*Brief*
Rewrite the data below, substituting "Reference output" for every occurrence of "Sample result" and keeping everything else the same.

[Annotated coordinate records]
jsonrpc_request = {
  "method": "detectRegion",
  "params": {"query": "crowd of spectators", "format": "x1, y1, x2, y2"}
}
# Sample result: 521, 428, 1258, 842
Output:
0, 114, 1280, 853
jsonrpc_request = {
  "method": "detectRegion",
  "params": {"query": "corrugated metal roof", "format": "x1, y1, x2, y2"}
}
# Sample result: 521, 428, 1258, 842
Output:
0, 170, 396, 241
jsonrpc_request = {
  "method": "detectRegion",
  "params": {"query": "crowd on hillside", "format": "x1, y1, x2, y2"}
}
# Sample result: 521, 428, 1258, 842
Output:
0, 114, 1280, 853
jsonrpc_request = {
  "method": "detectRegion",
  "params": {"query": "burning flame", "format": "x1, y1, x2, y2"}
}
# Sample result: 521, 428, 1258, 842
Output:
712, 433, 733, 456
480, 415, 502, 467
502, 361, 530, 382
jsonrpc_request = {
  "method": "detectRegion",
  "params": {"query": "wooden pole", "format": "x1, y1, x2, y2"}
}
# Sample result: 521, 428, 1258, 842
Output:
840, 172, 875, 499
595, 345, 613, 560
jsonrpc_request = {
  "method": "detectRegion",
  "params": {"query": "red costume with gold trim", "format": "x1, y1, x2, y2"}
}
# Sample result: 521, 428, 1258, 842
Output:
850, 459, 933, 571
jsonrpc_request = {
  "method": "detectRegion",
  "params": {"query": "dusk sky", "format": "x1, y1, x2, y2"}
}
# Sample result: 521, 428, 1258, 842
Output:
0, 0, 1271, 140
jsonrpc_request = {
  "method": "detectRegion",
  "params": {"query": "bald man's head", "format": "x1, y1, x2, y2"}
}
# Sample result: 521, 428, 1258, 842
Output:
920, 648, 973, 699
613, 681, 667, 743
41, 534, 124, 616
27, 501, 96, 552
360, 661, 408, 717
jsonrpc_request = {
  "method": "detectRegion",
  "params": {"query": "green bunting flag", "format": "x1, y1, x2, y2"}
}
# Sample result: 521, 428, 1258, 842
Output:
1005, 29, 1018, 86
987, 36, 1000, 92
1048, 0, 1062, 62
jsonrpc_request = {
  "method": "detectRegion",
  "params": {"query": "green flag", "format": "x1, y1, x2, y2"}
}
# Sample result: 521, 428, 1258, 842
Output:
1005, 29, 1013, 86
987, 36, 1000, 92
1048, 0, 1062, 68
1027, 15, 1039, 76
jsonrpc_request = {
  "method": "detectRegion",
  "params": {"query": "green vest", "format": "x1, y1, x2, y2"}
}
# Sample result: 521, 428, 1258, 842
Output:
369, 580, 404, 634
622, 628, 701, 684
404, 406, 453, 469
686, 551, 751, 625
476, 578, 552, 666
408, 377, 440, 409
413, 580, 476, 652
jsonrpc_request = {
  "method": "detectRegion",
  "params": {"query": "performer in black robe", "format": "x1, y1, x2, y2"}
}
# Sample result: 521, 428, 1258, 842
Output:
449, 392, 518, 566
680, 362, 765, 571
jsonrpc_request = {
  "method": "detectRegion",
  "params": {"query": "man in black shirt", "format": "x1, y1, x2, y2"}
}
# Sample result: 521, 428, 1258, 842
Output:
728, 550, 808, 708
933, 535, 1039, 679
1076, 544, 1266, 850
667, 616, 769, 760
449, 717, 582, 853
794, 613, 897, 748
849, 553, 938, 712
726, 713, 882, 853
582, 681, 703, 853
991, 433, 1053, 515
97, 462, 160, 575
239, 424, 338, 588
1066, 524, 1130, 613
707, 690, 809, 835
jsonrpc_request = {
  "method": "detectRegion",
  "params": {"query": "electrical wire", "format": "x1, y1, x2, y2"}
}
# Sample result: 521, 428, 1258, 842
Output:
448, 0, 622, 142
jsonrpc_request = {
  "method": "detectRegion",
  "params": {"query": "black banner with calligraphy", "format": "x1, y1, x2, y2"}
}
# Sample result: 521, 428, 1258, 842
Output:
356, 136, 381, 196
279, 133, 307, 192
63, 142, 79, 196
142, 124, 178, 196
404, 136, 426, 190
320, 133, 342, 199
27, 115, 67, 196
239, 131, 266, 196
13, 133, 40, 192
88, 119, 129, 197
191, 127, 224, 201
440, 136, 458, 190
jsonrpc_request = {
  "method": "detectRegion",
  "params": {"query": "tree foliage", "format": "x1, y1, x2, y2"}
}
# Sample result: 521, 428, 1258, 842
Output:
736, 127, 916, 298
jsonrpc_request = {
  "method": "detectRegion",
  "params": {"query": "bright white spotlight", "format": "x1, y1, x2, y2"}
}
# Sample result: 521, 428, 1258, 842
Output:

*Full answer*
jsonrpc_request = {
  "method": "detectRegion",
  "params": {"query": "crowd of spectators", "format": "x1, y1, x2, y2"}
}
# Reference output: 521, 428, 1258, 842
Output:
0, 114, 1280, 853
jsonrpc_request = {
  "method": "detectRegion",
  "params": {"query": "corrugated metal roof", "format": "x1, y1, x2, y2"}
}
# Reference output: 521, 428, 1258, 842
Output:
0, 170, 396, 241
jsonrpc_request = {
  "method": "detectRegion",
  "params": {"query": "crowd on hillside", "format": "x1, y1, x2, y2"}
}
# Reference output: 521, 428, 1258, 842
Output:
0, 114, 1280, 853
jsonrpc_request = {
  "method": "detectRegion",
  "params": {"query": "burning flame", "format": "x1, y1, x2, y2"}
}
# Reference output: 521, 428, 1258, 842
Output:
712, 433, 733, 456
480, 415, 502, 467
502, 361, 530, 382
jsonrpc_request = {
  "method": "detectRegion",
  "params": {"query": "wooden pole", "format": "x1, y1, x2, y2"}
}
# Reference output: 521, 428, 1258, 842
Output:
840, 172, 875, 499
595, 345, 613, 560
jsonrpc_request = {
  "method": "detectRegion",
  "params": {"query": "red costume with gold trim", "format": "x1, y1, x2, y2"}
}
# Reference output: 521, 428, 1258, 842
Output:
850, 459, 933, 571
jsonrpc_request = {
  "method": "detectRegion",
  "params": {"query": "dusk sky", "format": "x1, y1, x2, y2"}
}
# Reference output: 521, 428, 1258, 842
Output:
0, 0, 1271, 140
jsonrpc_request = {
  "method": "detectRegion",
  "params": {"query": "bald man's head", "format": "x1, y1, x2, y2"}
}
# Reference output: 521, 428, 1258, 842
Output:
920, 648, 973, 699
613, 681, 667, 743
41, 534, 124, 616
27, 501, 96, 552
360, 661, 408, 717
jsonrpc_request = {
  "method": "detectRegion",
  "params": {"query": "green bunting flag", "format": "x1, y1, x2, y2"}
}
# Reference output: 521, 428, 1258, 842
Output:
1005, 29, 1018, 86
987, 36, 1000, 92
1048, 0, 1062, 62
jsonrpc_request = {
  "method": "detectRegion",
  "params": {"query": "green flag", "format": "x1, y1, x2, y2"}
}
# Reference output: 521, 428, 1258, 842
Output:
1005, 29, 1013, 86
987, 36, 1000, 92
1048, 0, 1062, 68
1027, 15, 1039, 76
jsonrpc_request = {
  "method": "detectRegion",
  "params": {"query": "green vest", "format": "x1, y1, x2, y2"}
}
# Reference output: 521, 428, 1258, 842
Output:
369, 580, 404, 634
622, 628, 701, 684
404, 406, 453, 469
686, 551, 751, 625
476, 578, 552, 666
408, 377, 440, 409
413, 580, 476, 652
jsonrpc_request = {
  "method": "detectRegion",
  "params": {"query": "performer in black robe", "format": "x1, y1, x2, y2"}
}
# Reference output: 521, 428, 1258, 842
Output:
449, 392, 518, 566
680, 362, 765, 571
jsonrpc_request = {
  "method": "detectRegion",
  "params": {"query": "man in black shirt", "format": "x1, y1, x2, y2"}
}
# Reference output: 521, 428, 1258, 842
Output:
728, 550, 808, 708
933, 535, 1039, 679
1076, 544, 1266, 850
667, 616, 769, 760
449, 717, 582, 853
794, 613, 897, 748
849, 553, 938, 712
726, 713, 882, 853
582, 681, 703, 853
991, 433, 1053, 515
97, 462, 160, 575
239, 424, 338, 588
1066, 524, 1130, 613
707, 690, 809, 835
jsonrpc_request = {
  "method": "detectRegion",
  "params": {"query": "electrical wire", "format": "x1, y1, x2, y2"}
}
# Reference output: 521, 428, 1258, 842
Output:
448, 0, 622, 142
jsonrpc_request = {
  "method": "detectRegion",
  "params": {"query": "black banner with calligraphy", "format": "x1, y1, x2, y2"}
}
# Reference output: 521, 428, 1258, 842
Output:
356, 136, 381, 196
279, 133, 307, 192
63, 142, 79, 196
142, 124, 178, 196
404, 136, 426, 190
320, 133, 342, 199
27, 115, 67, 196
239, 131, 266, 196
13, 133, 40, 192
88, 119, 129, 197
191, 127, 224, 201
440, 136, 458, 190
jsonrpc_request = {
  "method": "detectRegion",
  "params": {"query": "tree foliage", "format": "x1, y1, x2, y2"}
}
# Reference output: 521, 428, 1258, 842
Output:
736, 127, 916, 298
jsonrpc_request = {
  "method": "detectRegion",
  "params": {"query": "bright white spotlight", "format": "x1, y1, x2, y2"}
}
# Reference output: 521, 428, 1258, 842
Output:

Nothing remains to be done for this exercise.